Location identification entries
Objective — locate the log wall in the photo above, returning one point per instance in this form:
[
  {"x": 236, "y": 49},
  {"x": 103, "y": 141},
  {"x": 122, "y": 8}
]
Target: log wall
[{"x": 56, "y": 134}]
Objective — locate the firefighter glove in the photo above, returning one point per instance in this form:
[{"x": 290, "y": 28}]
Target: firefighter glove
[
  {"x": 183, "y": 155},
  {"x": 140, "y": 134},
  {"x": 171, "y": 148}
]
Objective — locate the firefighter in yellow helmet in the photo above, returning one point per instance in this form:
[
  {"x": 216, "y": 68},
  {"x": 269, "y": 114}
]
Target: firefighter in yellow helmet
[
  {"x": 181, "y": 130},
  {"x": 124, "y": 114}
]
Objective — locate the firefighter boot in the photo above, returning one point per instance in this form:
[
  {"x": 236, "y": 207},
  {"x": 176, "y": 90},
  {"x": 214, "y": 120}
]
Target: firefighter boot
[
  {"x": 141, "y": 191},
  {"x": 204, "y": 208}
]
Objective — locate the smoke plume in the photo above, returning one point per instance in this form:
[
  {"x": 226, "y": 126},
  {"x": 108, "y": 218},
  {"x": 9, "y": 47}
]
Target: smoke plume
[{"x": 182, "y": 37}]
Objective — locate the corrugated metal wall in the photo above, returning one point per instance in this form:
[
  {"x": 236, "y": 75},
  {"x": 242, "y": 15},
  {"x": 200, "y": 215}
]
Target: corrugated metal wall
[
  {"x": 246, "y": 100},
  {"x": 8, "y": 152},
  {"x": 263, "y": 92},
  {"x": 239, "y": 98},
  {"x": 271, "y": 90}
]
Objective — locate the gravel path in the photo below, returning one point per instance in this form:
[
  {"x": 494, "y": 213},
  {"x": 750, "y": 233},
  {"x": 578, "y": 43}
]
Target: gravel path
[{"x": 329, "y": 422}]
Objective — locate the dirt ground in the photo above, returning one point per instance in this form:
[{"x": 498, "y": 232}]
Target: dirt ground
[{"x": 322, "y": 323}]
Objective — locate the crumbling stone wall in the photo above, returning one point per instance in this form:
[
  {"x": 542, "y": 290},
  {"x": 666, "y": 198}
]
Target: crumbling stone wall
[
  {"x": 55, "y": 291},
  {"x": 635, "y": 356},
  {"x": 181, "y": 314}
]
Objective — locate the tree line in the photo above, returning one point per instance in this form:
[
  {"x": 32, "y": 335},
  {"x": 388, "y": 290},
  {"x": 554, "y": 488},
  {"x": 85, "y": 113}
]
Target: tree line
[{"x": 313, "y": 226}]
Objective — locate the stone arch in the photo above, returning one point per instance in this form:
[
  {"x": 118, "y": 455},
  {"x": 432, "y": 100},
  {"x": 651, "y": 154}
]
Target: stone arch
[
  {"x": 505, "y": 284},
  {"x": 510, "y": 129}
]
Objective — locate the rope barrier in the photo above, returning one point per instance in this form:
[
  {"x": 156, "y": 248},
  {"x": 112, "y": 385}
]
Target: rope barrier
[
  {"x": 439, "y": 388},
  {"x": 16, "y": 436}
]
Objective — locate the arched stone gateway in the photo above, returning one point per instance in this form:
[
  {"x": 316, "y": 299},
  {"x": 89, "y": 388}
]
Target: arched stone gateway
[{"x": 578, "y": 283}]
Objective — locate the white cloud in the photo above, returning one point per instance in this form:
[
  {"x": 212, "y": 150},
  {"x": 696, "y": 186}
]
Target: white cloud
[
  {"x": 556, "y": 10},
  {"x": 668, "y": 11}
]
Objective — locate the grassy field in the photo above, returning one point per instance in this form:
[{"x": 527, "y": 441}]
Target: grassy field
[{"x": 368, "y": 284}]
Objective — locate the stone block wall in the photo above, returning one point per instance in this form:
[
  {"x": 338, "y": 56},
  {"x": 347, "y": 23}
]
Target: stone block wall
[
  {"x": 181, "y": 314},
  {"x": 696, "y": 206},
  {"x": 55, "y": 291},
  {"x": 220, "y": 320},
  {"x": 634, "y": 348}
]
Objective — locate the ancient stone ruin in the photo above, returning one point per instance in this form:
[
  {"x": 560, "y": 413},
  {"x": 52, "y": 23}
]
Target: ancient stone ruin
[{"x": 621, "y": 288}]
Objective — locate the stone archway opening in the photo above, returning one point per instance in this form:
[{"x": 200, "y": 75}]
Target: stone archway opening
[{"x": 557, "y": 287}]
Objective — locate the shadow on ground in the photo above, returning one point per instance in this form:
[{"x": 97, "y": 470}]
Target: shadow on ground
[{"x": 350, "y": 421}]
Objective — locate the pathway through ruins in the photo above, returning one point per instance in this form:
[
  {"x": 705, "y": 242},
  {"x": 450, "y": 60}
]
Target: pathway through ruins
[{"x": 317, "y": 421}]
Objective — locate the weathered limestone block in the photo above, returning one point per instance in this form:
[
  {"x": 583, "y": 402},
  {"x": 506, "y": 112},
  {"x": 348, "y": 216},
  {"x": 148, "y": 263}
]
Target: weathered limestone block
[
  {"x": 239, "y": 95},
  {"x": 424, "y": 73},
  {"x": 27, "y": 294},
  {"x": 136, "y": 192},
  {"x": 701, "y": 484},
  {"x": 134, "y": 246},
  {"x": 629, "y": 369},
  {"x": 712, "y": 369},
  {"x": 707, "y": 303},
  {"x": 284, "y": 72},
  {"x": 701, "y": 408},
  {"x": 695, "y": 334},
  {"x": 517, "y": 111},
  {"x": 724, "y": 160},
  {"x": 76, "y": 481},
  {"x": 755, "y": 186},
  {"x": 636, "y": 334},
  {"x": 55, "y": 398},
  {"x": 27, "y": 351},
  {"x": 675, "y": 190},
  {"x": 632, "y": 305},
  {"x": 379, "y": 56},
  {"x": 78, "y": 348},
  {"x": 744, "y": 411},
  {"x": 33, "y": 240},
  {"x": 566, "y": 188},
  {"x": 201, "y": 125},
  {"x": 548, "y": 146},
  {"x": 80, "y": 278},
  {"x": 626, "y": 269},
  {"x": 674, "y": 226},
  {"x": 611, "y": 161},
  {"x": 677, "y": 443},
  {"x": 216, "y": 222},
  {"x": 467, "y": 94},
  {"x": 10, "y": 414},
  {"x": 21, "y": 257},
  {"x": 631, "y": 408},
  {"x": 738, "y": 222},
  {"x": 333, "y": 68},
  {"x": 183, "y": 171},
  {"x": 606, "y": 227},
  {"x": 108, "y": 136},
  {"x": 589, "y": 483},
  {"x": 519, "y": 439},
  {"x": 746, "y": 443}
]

**Given request**
Write out all of the rows above line for line, changing nothing.

**Problem solution**
Objective — locate the log wall in the photo above, returning one point per instance in this form:
[
  {"x": 236, "y": 49},
  {"x": 103, "y": 141},
  {"x": 122, "y": 8}
]
Target: log wall
[{"x": 56, "y": 134}]
Objective — locate the firefighter glove in the photo above, returning one point per instance in this form:
[{"x": 290, "y": 28}]
Target: firefighter glove
[
  {"x": 183, "y": 155},
  {"x": 140, "y": 134},
  {"x": 171, "y": 148}
]
Objective — locate the firefighter in yellow helmet in the photo above, returning one point per instance in this form:
[
  {"x": 216, "y": 68},
  {"x": 269, "y": 114}
]
Target: firefighter in yellow helmet
[
  {"x": 181, "y": 130},
  {"x": 124, "y": 114}
]
Objective — locate the firefighter boot in the photo above, returning one point per instance in this form:
[
  {"x": 236, "y": 207},
  {"x": 176, "y": 90},
  {"x": 214, "y": 120}
]
Target: firefighter boot
[
  {"x": 141, "y": 191},
  {"x": 204, "y": 208}
]
Objective — locate the smoke plume in the photo above, returning one point per instance in this form:
[
  {"x": 226, "y": 126},
  {"x": 108, "y": 218},
  {"x": 9, "y": 47}
]
Target: smoke plume
[{"x": 182, "y": 37}]
Objective — locate the corrugated metal wall in the photo above, returning one point per instance in this form:
[
  {"x": 236, "y": 75},
  {"x": 242, "y": 15},
  {"x": 200, "y": 215}
]
Target: corrugated metal wall
[
  {"x": 246, "y": 100},
  {"x": 8, "y": 152},
  {"x": 263, "y": 92},
  {"x": 239, "y": 98},
  {"x": 271, "y": 90}
]
Objective — locate the gravel path in the photo below, returning one point per instance in this form:
[
  {"x": 494, "y": 213},
  {"x": 750, "y": 233},
  {"x": 578, "y": 43}
]
Target: gravel path
[{"x": 329, "y": 422}]
Objective — locate the dirt ground in the photo above, returning one point per instance in this form:
[{"x": 498, "y": 232}]
Target: dirt ground
[{"x": 322, "y": 323}]
Objective — locate the crumbling stone wall in the photo above, returning one point per instance in this form:
[
  {"x": 542, "y": 290},
  {"x": 666, "y": 198}
]
Target: crumbling stone wall
[
  {"x": 55, "y": 291},
  {"x": 635, "y": 356},
  {"x": 181, "y": 314}
]
Objective — locate the tree line in the photo above, returning one point per instance in this form:
[
  {"x": 32, "y": 335},
  {"x": 388, "y": 290},
  {"x": 554, "y": 488},
  {"x": 85, "y": 113}
]
Target: tree line
[{"x": 313, "y": 226}]
Objective — locate the stone arch in the photo above, returning one point per instance in this form:
[
  {"x": 118, "y": 455},
  {"x": 432, "y": 100},
  {"x": 651, "y": 154}
]
Target: stone arch
[
  {"x": 505, "y": 284},
  {"x": 510, "y": 129}
]
Objective — locate the rope barrier in the photo above, returning one point per instance in this form:
[
  {"x": 156, "y": 248},
  {"x": 112, "y": 385}
]
Target: rope barrier
[
  {"x": 439, "y": 388},
  {"x": 16, "y": 436}
]
Objective — locate the arched stone gateway in the photo above, returning one point per instance in this form:
[
  {"x": 316, "y": 299},
  {"x": 89, "y": 388}
]
Target: arched stone gateway
[{"x": 578, "y": 283}]
Objective — locate the white cloud in the photo above, returning one point per instance in this form:
[
  {"x": 212, "y": 150},
  {"x": 696, "y": 186}
]
Target: white cloud
[
  {"x": 556, "y": 10},
  {"x": 668, "y": 11}
]
Objective — locate the grassy field in the photo above, returning one point per instance in this form:
[{"x": 527, "y": 441}]
Target: grassy field
[{"x": 368, "y": 284}]
Objective — locate the stone block wall in the photo above, returning one point per instance in this form:
[
  {"x": 338, "y": 56},
  {"x": 347, "y": 23}
]
Target: stone block wall
[
  {"x": 181, "y": 314},
  {"x": 696, "y": 206},
  {"x": 55, "y": 291},
  {"x": 220, "y": 320},
  {"x": 634, "y": 348}
]
Objective — locate the ancient stone ruin in the photo above, returning one point per instance in this form:
[
  {"x": 560, "y": 413},
  {"x": 52, "y": 23}
]
Target: ancient stone ruin
[{"x": 621, "y": 288}]
Objective — locate the stone archway opening in the photo above, returning one point per instance in this form:
[{"x": 200, "y": 75}]
Target: stone archway opening
[{"x": 557, "y": 287}]
Objective — locate the shadow on ground in the photo above, returning one point per instance in this form:
[{"x": 97, "y": 470}]
Target: shadow on ground
[{"x": 350, "y": 421}]
Objective — locate the pathway through ruins in the photo above, returning one point per instance in this form:
[
  {"x": 705, "y": 242},
  {"x": 450, "y": 60}
]
Target: pathway through ruins
[{"x": 317, "y": 421}]
Objective — locate the weathered limestone block in the photo above, returning one point per instance in this form:
[
  {"x": 583, "y": 402},
  {"x": 506, "y": 112},
  {"x": 348, "y": 216},
  {"x": 148, "y": 263}
]
Target: weathered limestone block
[
  {"x": 239, "y": 95},
  {"x": 424, "y": 73},
  {"x": 27, "y": 294},
  {"x": 136, "y": 192},
  {"x": 701, "y": 484},
  {"x": 134, "y": 246},
  {"x": 629, "y": 369},
  {"x": 712, "y": 369},
  {"x": 707, "y": 303},
  {"x": 284, "y": 72},
  {"x": 701, "y": 408},
  {"x": 695, "y": 334},
  {"x": 517, "y": 111},
  {"x": 724, "y": 160},
  {"x": 76, "y": 481},
  {"x": 755, "y": 186},
  {"x": 636, "y": 334},
  {"x": 55, "y": 398},
  {"x": 27, "y": 351},
  {"x": 675, "y": 190},
  {"x": 632, "y": 305},
  {"x": 379, "y": 56},
  {"x": 78, "y": 348},
  {"x": 744, "y": 411},
  {"x": 33, "y": 240},
  {"x": 566, "y": 188},
  {"x": 201, "y": 125},
  {"x": 548, "y": 146},
  {"x": 80, "y": 278},
  {"x": 626, "y": 269},
  {"x": 674, "y": 226},
  {"x": 611, "y": 161},
  {"x": 677, "y": 443},
  {"x": 216, "y": 222},
  {"x": 467, "y": 94},
  {"x": 10, "y": 414},
  {"x": 21, "y": 257},
  {"x": 631, "y": 408},
  {"x": 738, "y": 222},
  {"x": 333, "y": 68},
  {"x": 183, "y": 171},
  {"x": 606, "y": 227},
  {"x": 108, "y": 136},
  {"x": 589, "y": 483},
  {"x": 519, "y": 439},
  {"x": 746, "y": 443}
]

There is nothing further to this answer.